■ Task
Rescale the lines from the one containing "the stair spindle" through the last line, and reproduce only those lines, requests included. Multiply every x and y coordinate in the answers by 1.6 and round each result to a whole number, with halves rounded up.
--- begin Supplied entries ---
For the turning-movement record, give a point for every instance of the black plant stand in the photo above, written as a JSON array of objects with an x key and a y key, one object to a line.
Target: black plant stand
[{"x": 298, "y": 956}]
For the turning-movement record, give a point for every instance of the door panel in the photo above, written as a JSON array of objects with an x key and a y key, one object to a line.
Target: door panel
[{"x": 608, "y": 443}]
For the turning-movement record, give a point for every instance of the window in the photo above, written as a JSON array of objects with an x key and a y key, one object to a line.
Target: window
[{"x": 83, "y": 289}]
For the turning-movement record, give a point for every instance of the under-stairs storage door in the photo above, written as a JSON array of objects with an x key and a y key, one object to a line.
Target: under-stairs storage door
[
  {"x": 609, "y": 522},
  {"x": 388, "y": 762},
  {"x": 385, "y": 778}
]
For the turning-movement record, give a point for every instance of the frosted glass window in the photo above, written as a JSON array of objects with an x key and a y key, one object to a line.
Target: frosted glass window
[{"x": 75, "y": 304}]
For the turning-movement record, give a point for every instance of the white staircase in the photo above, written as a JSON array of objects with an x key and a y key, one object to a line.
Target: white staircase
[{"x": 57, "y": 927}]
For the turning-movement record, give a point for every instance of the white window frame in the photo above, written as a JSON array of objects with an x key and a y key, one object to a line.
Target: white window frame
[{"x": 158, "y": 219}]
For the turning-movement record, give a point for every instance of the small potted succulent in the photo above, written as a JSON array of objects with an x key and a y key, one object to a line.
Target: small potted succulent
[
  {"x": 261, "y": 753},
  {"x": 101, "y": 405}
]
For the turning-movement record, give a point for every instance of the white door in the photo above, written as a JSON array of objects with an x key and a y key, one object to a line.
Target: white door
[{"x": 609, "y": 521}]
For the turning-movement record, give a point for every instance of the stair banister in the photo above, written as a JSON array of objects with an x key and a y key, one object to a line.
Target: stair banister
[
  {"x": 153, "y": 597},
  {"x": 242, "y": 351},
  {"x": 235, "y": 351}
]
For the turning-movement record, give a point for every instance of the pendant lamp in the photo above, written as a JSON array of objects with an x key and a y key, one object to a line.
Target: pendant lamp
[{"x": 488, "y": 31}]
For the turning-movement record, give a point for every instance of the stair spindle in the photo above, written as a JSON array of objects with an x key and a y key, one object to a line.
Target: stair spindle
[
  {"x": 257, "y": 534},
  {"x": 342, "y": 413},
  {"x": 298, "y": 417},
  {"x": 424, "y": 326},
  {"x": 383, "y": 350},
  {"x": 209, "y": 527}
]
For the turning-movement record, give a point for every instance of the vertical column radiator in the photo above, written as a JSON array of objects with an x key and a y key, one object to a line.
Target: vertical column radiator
--- end Supplied entries ---
■ Solution to this task
For the turning-movement record, give a point for every instance of the stair spindle in the photo above, written as a JSON array of objects with an x key and a y key, one object to a line.
Target: stair spindle
[
  {"x": 411, "y": 854},
  {"x": 547, "y": 661},
  {"x": 477, "y": 667},
  {"x": 678, "y": 522},
  {"x": 613, "y": 560},
  {"x": 334, "y": 843}
]
For the turning-movement record, give a point for every instance of the vertical column radiator in the photo above, written as a JSON array of objects with an x key and a y key, one object to a line.
Target: vertical column radiator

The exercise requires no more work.